<<<<
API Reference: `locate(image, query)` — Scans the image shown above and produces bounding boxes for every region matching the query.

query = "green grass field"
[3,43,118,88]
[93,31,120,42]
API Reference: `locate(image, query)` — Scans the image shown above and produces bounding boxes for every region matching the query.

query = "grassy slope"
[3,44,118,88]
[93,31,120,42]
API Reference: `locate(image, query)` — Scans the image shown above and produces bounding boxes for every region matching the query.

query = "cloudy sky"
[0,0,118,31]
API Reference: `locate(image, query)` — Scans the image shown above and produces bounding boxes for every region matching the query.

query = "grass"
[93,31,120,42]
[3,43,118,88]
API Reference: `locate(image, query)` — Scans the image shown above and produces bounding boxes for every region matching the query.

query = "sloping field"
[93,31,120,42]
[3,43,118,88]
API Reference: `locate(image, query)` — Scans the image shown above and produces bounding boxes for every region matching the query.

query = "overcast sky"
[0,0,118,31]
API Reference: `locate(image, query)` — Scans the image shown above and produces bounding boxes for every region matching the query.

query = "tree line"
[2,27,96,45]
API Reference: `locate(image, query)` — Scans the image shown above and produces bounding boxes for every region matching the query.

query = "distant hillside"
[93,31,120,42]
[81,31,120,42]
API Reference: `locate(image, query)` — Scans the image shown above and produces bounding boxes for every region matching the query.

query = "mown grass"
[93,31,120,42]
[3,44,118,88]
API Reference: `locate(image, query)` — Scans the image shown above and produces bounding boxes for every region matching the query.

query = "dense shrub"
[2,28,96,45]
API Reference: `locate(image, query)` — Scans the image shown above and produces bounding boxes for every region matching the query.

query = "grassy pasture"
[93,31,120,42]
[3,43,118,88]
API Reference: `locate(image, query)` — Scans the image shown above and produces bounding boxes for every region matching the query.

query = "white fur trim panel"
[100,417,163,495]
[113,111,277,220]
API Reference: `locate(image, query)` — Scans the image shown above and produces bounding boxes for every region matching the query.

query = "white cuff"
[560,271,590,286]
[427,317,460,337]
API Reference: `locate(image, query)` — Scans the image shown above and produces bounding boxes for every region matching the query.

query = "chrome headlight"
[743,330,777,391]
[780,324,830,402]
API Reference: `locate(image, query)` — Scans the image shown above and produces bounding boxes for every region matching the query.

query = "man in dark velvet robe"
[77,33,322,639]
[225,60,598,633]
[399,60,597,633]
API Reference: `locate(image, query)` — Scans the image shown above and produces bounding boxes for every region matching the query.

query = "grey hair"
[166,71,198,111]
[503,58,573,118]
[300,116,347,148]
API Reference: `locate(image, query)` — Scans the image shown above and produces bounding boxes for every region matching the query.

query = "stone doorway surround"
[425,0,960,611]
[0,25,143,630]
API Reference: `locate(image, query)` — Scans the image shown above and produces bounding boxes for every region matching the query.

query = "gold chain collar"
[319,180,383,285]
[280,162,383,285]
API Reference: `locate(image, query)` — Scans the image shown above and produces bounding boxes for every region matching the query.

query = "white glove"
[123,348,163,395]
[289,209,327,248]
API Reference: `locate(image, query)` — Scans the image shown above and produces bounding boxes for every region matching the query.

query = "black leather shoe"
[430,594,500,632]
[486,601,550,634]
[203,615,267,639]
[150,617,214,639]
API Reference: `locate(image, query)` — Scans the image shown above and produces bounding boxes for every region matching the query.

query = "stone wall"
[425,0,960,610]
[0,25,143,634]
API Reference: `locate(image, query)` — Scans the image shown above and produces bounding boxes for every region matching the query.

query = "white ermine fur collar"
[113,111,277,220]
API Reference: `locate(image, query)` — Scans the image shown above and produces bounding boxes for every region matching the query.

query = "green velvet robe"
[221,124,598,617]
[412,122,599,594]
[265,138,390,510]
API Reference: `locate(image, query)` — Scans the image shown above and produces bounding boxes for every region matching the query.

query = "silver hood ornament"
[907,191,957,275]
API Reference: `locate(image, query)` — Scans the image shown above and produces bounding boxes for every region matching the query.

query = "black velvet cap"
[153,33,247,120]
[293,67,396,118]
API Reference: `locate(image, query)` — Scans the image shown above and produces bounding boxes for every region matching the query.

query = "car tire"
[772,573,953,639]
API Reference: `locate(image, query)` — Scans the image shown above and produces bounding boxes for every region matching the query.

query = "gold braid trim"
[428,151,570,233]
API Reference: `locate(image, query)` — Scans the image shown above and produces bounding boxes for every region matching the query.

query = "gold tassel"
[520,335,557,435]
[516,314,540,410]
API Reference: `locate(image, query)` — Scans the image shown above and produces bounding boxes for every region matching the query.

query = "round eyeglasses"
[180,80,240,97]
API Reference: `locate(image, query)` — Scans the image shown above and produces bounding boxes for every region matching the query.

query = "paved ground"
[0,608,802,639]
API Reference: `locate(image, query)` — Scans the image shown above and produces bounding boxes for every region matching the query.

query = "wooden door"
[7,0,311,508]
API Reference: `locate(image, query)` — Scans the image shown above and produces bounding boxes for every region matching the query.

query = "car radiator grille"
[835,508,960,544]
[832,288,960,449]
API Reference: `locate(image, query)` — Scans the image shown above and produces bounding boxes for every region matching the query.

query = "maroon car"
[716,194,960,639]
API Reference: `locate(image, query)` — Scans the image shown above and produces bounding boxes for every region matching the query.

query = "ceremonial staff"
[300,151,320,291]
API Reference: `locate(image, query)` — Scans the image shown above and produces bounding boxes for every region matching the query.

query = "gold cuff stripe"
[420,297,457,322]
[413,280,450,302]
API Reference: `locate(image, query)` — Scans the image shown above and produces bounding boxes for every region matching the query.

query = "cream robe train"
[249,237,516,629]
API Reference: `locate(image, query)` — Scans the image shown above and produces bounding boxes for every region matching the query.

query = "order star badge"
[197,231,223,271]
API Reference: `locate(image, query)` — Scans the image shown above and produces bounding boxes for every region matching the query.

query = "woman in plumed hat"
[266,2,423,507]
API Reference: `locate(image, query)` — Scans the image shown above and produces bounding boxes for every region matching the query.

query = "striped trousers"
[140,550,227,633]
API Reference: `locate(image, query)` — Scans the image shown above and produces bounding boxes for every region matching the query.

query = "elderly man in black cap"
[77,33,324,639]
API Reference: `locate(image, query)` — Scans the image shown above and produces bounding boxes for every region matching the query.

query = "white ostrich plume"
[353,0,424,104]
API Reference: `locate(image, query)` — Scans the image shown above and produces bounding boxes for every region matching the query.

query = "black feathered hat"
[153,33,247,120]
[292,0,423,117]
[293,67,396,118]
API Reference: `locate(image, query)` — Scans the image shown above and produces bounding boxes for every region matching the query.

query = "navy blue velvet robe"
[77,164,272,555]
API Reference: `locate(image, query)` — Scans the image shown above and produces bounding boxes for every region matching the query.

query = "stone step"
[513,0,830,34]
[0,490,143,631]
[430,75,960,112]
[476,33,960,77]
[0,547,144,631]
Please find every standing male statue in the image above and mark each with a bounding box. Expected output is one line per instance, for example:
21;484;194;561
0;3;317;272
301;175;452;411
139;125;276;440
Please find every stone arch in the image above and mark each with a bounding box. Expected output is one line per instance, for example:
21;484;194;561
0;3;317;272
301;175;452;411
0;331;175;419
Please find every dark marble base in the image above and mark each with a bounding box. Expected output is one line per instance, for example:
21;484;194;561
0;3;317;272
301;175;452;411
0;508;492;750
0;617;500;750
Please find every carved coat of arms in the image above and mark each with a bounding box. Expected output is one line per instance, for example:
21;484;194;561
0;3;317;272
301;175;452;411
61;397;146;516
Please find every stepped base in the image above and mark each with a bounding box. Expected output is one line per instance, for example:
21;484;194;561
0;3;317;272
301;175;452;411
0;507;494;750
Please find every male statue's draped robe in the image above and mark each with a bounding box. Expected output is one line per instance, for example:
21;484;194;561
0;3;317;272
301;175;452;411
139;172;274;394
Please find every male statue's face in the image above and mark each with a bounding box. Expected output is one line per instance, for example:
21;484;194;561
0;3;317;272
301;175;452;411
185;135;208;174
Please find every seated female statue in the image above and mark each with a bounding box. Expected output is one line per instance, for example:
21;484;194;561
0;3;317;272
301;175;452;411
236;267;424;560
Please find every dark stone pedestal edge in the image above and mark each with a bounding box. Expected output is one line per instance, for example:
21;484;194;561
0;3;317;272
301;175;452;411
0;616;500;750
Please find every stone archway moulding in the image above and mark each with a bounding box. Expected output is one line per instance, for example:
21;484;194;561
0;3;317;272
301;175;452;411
>>>>
Pick out and copy each line of the entries above that contains the word "collar".

query = "gold chain collar"
query = "white ermine fur collar"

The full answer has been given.